Print, exactly as given, each line of the data from the line containing "Where can you spot the wall-mounted" up to and including its last line.
--- begin Task material ---
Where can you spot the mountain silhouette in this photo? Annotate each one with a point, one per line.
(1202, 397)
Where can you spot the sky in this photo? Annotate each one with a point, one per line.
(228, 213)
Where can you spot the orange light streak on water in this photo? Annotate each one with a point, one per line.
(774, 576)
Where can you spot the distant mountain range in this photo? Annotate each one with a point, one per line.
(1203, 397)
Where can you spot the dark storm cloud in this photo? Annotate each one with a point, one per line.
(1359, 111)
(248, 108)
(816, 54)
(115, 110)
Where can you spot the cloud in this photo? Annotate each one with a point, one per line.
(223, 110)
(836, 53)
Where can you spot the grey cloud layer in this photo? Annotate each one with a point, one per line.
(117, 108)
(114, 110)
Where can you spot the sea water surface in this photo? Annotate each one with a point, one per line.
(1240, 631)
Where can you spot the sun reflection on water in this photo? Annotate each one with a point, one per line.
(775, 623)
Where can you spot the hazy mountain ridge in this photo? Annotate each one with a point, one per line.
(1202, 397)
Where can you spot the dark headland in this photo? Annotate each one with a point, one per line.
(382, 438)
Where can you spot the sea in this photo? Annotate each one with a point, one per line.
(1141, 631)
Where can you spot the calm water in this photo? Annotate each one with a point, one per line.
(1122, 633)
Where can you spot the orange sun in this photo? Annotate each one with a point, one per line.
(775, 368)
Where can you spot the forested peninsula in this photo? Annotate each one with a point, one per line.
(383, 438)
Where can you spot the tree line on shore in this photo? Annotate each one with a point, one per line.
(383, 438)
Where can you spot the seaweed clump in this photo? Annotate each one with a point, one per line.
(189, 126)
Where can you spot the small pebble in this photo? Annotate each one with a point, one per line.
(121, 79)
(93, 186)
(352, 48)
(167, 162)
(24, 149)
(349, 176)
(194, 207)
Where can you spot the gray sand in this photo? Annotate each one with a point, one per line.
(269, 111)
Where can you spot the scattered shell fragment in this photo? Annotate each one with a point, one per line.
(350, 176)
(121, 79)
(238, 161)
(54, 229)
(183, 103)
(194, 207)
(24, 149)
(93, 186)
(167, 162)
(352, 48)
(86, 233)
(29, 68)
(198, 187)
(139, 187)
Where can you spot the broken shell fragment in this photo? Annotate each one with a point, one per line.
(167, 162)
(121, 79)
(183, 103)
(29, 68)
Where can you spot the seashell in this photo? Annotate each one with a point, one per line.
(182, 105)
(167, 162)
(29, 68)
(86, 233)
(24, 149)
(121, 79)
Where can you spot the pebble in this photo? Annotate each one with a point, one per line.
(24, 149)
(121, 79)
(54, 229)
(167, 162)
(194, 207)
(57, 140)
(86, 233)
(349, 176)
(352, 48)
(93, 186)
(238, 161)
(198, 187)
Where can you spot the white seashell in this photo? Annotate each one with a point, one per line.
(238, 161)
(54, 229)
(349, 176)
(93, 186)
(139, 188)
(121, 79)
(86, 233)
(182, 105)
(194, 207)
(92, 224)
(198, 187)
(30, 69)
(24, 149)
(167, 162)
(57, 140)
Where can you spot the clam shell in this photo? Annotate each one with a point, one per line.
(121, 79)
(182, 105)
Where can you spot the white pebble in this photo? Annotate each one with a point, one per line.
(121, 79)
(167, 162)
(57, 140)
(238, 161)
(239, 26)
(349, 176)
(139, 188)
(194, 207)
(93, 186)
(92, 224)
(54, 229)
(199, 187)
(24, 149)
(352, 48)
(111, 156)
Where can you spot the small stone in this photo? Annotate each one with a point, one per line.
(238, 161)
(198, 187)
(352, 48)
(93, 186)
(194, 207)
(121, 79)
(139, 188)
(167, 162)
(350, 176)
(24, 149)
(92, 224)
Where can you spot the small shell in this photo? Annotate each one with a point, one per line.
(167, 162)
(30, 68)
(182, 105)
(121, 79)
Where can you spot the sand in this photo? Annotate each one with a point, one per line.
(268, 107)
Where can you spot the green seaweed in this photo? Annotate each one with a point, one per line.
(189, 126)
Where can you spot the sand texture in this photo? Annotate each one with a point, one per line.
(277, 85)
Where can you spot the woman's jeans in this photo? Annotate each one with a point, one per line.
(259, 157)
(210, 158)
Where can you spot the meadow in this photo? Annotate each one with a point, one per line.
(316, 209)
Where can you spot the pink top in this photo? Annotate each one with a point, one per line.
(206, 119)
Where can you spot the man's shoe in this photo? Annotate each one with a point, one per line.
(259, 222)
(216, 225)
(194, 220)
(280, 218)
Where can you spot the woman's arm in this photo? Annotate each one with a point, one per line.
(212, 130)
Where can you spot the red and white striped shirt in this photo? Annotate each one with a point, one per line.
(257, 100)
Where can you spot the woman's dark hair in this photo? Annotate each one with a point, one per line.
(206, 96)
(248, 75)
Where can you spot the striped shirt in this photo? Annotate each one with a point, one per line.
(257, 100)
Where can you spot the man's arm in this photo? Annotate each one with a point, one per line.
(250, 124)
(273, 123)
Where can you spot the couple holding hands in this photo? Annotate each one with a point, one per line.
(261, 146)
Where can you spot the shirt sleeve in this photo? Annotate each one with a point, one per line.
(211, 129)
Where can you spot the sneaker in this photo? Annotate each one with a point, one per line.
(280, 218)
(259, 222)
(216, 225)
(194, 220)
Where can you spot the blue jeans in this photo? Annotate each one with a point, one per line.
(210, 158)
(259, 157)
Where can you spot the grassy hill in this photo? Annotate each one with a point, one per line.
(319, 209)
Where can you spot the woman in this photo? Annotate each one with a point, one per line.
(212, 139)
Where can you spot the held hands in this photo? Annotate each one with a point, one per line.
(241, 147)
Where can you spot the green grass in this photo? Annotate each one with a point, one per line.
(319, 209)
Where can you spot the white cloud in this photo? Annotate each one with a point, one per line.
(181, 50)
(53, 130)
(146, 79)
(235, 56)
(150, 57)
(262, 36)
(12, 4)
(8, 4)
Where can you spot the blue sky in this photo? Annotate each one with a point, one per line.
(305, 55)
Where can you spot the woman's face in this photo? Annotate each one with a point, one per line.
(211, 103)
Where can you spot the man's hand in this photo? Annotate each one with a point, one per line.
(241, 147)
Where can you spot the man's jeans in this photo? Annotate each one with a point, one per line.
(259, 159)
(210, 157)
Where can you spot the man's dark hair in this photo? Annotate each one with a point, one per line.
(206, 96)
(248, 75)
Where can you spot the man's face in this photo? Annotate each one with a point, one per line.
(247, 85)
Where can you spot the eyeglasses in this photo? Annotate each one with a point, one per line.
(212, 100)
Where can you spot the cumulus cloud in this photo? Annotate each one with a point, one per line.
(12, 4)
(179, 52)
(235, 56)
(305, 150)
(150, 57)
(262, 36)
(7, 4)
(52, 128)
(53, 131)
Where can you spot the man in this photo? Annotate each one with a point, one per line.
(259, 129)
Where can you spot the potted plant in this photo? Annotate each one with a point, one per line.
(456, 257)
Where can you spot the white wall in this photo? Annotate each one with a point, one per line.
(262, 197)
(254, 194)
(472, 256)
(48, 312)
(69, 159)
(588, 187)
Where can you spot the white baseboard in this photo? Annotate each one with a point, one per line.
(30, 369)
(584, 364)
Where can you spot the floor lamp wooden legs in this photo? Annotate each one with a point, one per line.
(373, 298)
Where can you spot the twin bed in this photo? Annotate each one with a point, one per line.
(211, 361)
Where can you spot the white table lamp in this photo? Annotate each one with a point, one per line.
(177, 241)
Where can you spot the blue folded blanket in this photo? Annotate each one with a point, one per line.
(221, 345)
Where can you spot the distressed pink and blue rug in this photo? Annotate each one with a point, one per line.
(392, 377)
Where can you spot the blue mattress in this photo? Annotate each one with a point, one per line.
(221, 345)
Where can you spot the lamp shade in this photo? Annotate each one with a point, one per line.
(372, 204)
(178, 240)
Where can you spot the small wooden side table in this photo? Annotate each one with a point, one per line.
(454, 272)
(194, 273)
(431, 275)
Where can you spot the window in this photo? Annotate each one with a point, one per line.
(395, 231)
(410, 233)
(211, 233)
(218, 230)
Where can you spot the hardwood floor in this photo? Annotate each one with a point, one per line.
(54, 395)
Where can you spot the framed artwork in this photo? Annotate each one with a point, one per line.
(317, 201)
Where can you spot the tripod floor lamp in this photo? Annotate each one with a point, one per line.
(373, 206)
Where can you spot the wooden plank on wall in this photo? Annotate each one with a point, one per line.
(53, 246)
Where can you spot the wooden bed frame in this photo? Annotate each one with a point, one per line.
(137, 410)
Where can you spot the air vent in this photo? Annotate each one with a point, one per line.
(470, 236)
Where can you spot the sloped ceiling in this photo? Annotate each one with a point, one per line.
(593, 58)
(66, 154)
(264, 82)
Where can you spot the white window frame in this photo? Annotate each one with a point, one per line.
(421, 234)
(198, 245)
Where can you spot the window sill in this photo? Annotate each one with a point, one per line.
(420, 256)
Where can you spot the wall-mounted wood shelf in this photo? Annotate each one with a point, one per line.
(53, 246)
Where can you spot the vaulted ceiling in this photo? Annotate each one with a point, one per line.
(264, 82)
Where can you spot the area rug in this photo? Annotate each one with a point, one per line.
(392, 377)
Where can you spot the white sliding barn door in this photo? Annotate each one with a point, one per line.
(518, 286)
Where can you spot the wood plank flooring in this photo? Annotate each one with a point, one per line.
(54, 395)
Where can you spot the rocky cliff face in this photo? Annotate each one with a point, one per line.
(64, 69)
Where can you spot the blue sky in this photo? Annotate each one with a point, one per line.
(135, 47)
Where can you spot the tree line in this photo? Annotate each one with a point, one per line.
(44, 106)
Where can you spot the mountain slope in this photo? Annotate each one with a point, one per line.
--- end Task material ---
Answer to the task:
Where can you spot the wall-mounted wood shelf in this photo? Annotate each one with a point, one per line.
(53, 246)
Where can you spot the vaulted ceiling in this photo? Annotate each one with a point, one per line.
(264, 82)
Where can you spot the area rug in this photo? Annotate each one with a point, one per line.
(392, 377)
Where can you spot the white sliding barn door in this photo? Annotate each one with a point, one per line.
(518, 286)
Where can you spot the wood plank flooring in this photo? Annotate each one with a point, one per line.
(54, 395)
Where can you spot the rocky cliff face in this photo? Annotate each one with a point, one per line.
(64, 69)
Where can you spot the blue sky in this photo? Annotate each one with a point, one per line.
(135, 47)
Where can you spot the tree line in this photo? Annotate each one with a point, one per line.
(44, 106)
Where can you spot the mountain slope in this photo? Annotate each one with a point, one per line.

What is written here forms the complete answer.